§ Task statement
Locate the line that contains "Target: forested hill" in the entries below, then repeat it and every following line through the line that contains "Target: grassy bank", exactly, and no others.

Top of Provided records

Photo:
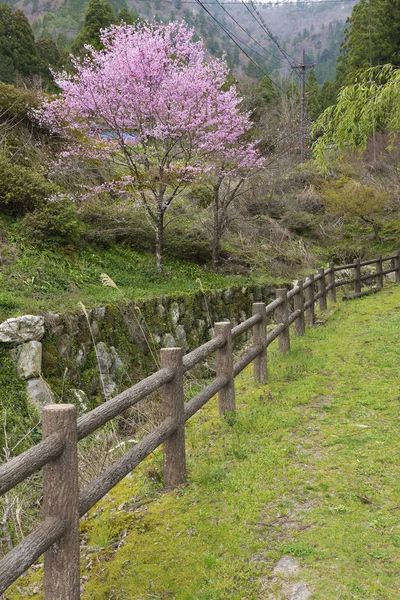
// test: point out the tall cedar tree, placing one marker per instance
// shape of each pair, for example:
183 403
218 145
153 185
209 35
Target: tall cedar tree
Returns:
313 106
372 39
99 15
18 51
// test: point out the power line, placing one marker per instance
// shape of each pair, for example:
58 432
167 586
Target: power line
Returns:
230 35
221 4
269 33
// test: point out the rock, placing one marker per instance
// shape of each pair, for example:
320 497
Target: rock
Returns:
22 329
81 356
79 397
169 341
300 592
104 358
40 392
181 337
64 346
287 565
29 361
117 362
174 312
100 313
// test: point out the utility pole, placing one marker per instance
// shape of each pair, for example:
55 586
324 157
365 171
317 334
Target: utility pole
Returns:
303 69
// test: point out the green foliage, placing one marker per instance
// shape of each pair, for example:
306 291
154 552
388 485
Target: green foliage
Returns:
17 417
49 52
300 222
21 189
20 55
373 37
369 105
320 481
55 222
313 106
99 15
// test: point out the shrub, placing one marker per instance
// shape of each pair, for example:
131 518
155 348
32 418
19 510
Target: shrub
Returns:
21 189
187 244
56 222
300 222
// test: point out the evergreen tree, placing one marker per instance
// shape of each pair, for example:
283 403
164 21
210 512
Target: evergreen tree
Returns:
7 69
18 51
313 106
328 94
267 91
128 17
373 38
49 52
99 15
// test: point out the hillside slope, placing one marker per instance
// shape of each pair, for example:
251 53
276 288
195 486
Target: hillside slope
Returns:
307 468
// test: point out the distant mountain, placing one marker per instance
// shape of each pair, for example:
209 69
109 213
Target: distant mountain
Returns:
316 27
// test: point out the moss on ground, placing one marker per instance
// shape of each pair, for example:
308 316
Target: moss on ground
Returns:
307 466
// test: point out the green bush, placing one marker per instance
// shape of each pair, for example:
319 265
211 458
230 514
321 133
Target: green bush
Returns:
16 415
56 222
21 189
187 244
301 222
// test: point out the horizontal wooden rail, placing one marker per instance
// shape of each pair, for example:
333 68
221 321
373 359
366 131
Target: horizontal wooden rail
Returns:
204 396
247 359
99 416
193 358
57 453
345 267
245 325
19 468
26 553
294 315
103 483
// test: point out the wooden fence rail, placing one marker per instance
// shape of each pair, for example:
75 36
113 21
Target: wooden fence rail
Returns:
63 504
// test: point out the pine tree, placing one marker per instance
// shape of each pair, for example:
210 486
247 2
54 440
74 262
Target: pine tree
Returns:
99 15
313 106
267 91
373 38
49 52
18 51
128 17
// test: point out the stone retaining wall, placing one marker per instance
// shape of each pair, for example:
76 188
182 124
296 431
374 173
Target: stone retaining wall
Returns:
61 355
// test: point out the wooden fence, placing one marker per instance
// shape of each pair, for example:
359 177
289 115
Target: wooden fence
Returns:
57 537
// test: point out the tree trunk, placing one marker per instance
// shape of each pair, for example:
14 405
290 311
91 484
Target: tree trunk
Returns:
160 242
216 238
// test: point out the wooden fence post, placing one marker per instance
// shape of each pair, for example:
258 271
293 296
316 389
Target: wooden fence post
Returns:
322 289
260 337
173 405
357 276
298 302
397 267
224 365
379 272
332 283
61 500
309 296
282 316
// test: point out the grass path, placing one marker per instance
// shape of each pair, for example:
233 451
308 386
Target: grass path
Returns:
308 466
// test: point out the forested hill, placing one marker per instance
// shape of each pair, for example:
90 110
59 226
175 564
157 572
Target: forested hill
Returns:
316 26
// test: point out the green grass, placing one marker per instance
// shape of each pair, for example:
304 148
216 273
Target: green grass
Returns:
34 280
308 466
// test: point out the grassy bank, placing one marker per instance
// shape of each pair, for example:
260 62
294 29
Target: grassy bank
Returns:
308 466
33 281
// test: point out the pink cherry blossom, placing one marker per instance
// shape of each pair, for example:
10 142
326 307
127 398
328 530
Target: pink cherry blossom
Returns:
154 102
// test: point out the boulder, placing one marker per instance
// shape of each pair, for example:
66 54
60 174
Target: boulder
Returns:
22 329
29 360
40 392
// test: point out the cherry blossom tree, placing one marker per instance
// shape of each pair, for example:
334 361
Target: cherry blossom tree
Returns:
152 102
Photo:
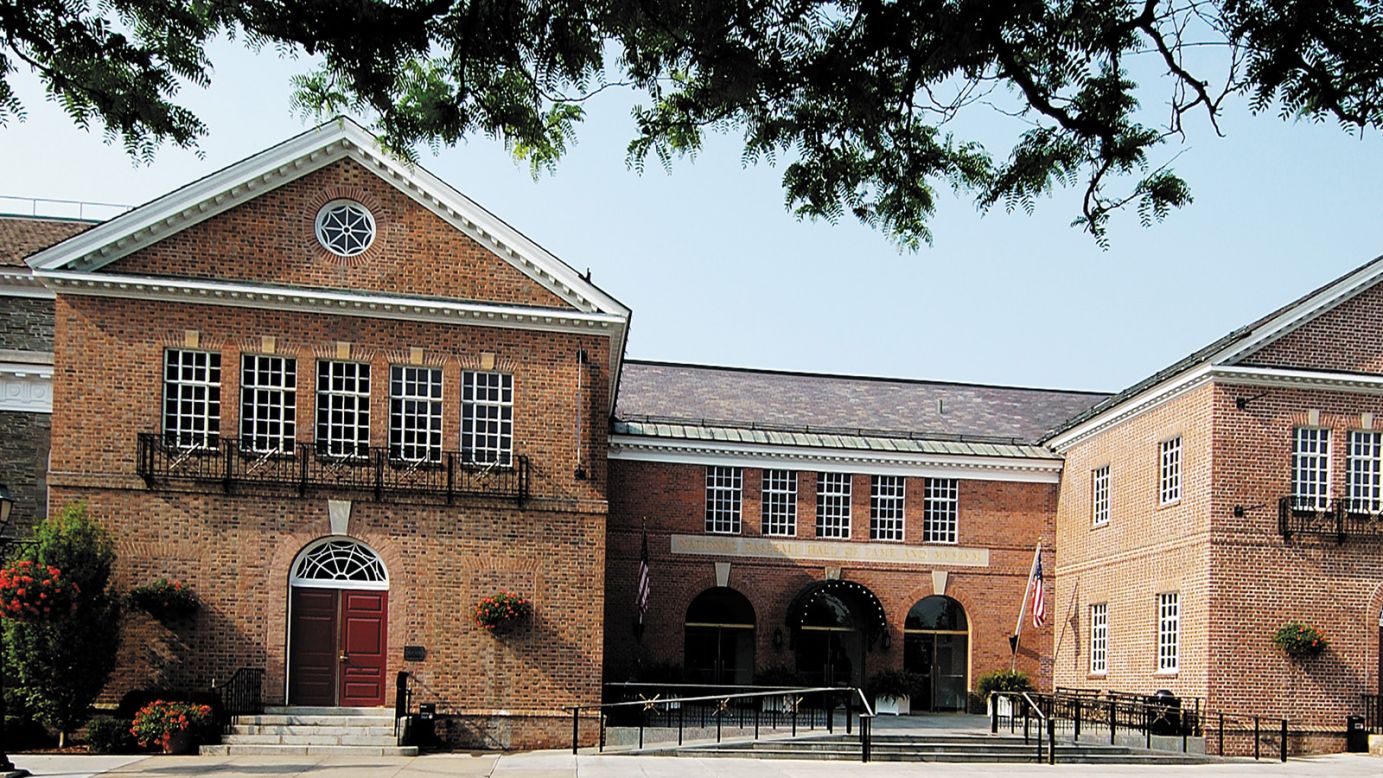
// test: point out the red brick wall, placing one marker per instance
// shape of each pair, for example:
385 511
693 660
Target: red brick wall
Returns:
271 239
1004 517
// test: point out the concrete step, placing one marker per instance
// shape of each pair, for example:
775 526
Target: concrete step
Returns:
267 749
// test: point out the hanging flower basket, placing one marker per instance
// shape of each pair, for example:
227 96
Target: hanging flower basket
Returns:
1300 641
165 599
501 611
31 592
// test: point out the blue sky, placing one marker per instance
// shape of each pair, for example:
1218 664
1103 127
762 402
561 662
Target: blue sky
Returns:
717 271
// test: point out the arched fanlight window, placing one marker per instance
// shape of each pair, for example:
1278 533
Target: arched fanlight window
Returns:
339 563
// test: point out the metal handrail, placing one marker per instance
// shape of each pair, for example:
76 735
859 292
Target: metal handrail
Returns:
793 694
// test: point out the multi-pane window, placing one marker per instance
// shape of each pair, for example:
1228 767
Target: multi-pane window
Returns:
724 488
268 402
342 409
1362 478
833 505
1100 637
1310 467
1100 495
414 413
191 398
885 507
1169 632
487 418
1170 481
939 510
779 505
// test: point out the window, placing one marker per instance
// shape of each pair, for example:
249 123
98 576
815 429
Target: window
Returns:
1310 467
191 398
415 413
779 503
268 404
939 510
724 488
342 409
1170 481
1362 477
885 507
833 505
1100 639
1100 495
1169 628
487 418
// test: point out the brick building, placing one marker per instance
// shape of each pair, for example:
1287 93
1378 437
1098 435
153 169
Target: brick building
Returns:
345 402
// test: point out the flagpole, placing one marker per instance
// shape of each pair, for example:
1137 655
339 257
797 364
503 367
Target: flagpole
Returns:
1022 610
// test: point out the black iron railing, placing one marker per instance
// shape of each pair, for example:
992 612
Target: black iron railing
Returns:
1339 520
302 469
241 695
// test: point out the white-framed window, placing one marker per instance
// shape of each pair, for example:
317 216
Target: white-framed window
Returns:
885 507
833 505
342 408
487 418
941 509
779 503
724 491
1310 467
1362 477
191 398
1100 639
268 402
414 413
1169 489
1100 496
1169 632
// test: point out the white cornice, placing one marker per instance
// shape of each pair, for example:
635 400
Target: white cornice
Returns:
639 448
324 301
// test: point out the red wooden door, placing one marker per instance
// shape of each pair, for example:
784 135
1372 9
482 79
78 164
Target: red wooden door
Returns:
364 637
311 666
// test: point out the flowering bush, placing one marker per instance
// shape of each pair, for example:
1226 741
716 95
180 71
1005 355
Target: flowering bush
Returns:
501 608
159 720
165 597
1300 641
31 592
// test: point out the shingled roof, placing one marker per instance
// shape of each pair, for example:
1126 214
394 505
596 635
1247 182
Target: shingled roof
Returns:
22 235
849 405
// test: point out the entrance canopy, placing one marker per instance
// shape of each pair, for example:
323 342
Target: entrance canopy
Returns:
837 604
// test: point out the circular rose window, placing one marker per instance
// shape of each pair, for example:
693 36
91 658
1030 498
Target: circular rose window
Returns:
345 228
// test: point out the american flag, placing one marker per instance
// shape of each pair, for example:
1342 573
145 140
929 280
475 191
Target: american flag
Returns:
641 600
1039 596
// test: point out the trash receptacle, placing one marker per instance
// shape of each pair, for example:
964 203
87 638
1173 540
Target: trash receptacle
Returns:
1163 713
1356 737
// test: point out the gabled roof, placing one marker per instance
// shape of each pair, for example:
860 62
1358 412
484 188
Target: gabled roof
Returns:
675 397
335 140
1234 347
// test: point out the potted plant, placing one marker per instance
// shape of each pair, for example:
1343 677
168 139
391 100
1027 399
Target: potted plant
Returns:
172 726
501 611
1300 641
31 592
891 691
165 599
1006 681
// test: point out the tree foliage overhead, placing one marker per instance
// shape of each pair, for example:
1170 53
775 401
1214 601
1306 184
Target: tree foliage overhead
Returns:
860 100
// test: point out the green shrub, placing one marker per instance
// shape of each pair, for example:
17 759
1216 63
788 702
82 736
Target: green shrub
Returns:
107 734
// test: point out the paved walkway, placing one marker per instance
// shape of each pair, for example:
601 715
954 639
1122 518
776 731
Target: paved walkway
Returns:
560 764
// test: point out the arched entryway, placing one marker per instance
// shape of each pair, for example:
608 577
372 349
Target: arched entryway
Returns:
719 639
936 647
833 623
338 625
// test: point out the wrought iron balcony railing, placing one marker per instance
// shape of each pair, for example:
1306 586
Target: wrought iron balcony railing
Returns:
374 470
1339 518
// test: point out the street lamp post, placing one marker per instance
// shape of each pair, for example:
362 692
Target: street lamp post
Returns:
6 506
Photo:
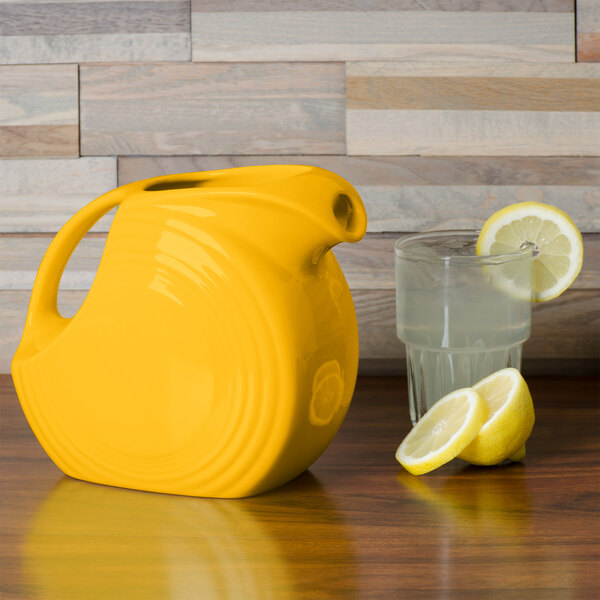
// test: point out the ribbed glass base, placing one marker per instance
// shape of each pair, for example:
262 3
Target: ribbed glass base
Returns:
434 373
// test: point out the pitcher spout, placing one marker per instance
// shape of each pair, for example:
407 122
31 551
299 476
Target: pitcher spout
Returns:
293 214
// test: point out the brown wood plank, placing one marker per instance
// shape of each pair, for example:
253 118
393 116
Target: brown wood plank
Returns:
355 526
566 327
473 93
181 108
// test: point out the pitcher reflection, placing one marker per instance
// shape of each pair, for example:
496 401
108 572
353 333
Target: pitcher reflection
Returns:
90 541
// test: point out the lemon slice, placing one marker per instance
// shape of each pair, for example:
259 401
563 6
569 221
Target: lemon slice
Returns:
509 422
443 432
557 244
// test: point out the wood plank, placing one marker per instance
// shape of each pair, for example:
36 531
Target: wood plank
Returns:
405 193
42 194
564 328
588 47
394 171
181 109
101 47
384 35
473 93
39 112
39 140
369 264
588 30
71 31
457 132
362 5
68 18
373 68
485 123
39 95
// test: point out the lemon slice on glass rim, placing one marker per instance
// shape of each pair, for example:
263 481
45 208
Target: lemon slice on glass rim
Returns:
556 241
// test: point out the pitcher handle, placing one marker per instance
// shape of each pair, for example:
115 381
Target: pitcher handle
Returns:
44 322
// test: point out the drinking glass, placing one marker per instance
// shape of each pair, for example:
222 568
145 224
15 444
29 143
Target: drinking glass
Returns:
461 316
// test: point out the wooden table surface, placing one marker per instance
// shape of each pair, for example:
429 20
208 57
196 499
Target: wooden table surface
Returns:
355 526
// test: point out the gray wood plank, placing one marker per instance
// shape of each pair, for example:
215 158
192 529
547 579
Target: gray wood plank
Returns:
458 132
101 47
412 193
39 112
588 30
384 35
389 114
39 95
120 16
42 194
362 5
93 31
216 109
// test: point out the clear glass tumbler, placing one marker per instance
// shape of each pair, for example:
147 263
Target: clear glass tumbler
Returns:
461 316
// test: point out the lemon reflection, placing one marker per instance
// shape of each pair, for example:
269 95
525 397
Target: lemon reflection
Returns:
91 541
478 501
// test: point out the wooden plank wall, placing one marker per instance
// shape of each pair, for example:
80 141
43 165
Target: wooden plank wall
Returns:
438 111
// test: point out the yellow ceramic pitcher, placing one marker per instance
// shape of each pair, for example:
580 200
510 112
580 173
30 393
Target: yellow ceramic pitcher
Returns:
216 352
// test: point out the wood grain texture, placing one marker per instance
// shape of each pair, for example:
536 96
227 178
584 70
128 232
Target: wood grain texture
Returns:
393 109
93 31
386 35
356 526
119 16
564 328
84 48
362 5
369 264
588 31
457 132
183 109
39 113
473 93
413 193
42 194
39 140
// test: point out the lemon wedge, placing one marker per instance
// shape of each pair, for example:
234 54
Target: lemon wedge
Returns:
509 422
557 244
448 427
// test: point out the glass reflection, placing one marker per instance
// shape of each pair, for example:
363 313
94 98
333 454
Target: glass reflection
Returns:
91 541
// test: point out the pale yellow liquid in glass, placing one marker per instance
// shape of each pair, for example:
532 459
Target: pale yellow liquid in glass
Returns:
457 323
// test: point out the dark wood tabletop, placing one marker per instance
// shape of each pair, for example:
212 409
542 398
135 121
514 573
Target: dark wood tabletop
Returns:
356 525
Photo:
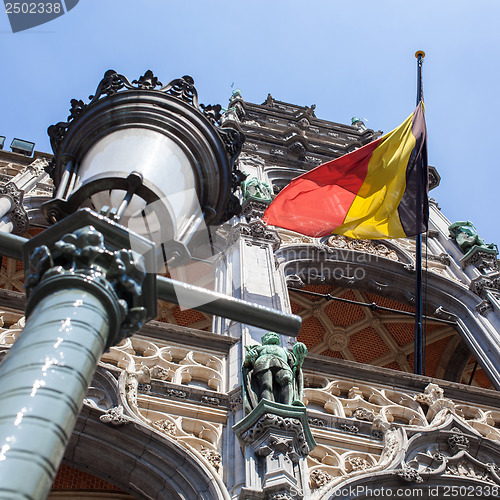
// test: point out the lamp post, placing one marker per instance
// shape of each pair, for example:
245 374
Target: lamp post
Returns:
140 155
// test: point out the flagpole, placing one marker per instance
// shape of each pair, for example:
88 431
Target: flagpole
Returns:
419 347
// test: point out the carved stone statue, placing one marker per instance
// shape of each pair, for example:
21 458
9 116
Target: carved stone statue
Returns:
466 236
257 190
272 372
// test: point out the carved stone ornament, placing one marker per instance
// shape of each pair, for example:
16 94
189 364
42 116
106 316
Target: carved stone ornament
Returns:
353 429
458 442
17 215
166 426
409 474
482 284
320 478
281 495
258 230
210 400
270 420
271 372
236 402
82 257
175 393
115 416
363 414
484 307
294 281
253 209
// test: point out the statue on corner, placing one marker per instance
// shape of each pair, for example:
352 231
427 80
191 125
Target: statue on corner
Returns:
272 372
466 236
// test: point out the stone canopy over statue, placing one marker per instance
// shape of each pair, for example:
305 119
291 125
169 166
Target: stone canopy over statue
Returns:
272 372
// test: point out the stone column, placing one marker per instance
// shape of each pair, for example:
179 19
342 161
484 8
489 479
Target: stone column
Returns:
13 216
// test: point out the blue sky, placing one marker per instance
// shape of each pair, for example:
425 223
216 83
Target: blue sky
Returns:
349 58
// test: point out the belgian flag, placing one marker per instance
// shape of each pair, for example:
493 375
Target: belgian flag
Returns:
371 193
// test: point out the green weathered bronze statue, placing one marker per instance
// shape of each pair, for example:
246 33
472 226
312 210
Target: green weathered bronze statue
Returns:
466 236
257 190
272 372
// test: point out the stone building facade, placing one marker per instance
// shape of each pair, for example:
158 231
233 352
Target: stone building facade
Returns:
162 419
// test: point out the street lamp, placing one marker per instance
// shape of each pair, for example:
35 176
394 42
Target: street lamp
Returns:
138 150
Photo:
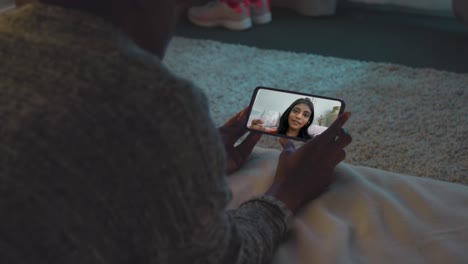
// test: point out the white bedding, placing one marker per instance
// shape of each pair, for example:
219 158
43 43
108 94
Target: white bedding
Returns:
368 216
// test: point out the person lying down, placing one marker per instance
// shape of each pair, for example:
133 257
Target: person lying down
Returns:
108 157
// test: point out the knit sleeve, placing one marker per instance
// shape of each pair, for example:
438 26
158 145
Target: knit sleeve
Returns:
249 234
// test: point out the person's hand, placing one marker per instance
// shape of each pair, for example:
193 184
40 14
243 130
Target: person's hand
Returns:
230 133
303 174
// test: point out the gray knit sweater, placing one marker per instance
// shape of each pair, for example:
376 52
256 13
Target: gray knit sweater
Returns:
109 158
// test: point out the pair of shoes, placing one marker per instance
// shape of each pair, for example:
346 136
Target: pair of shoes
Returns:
241 16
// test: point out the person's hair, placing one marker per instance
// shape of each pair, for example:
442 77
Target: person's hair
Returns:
284 125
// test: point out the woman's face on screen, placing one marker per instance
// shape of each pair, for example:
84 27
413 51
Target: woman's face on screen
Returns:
299 116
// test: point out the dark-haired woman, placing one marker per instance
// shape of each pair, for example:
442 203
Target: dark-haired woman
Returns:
296 120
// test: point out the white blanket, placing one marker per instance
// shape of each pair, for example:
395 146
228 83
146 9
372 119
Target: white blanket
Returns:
368 216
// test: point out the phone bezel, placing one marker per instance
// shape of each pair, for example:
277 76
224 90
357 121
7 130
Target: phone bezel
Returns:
254 96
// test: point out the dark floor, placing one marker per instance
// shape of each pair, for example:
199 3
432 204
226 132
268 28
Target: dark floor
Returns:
357 33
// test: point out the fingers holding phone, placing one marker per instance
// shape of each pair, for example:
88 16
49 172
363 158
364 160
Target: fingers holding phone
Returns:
305 173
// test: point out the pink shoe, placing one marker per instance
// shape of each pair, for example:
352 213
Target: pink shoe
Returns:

Bottom of Provided records

§ Solution to this task
Target: forested hill
Returns:
316 26
// test: point out the green grass, placing one marker per instance
// shape of each pair, for example:
304 148
216 273
Target: green grass
Returns:
34 280
308 466
// test: point out the grassy bank, placing one marker per instance
// shape of each pair, for example:
260 62
294 29
Target: grassy bank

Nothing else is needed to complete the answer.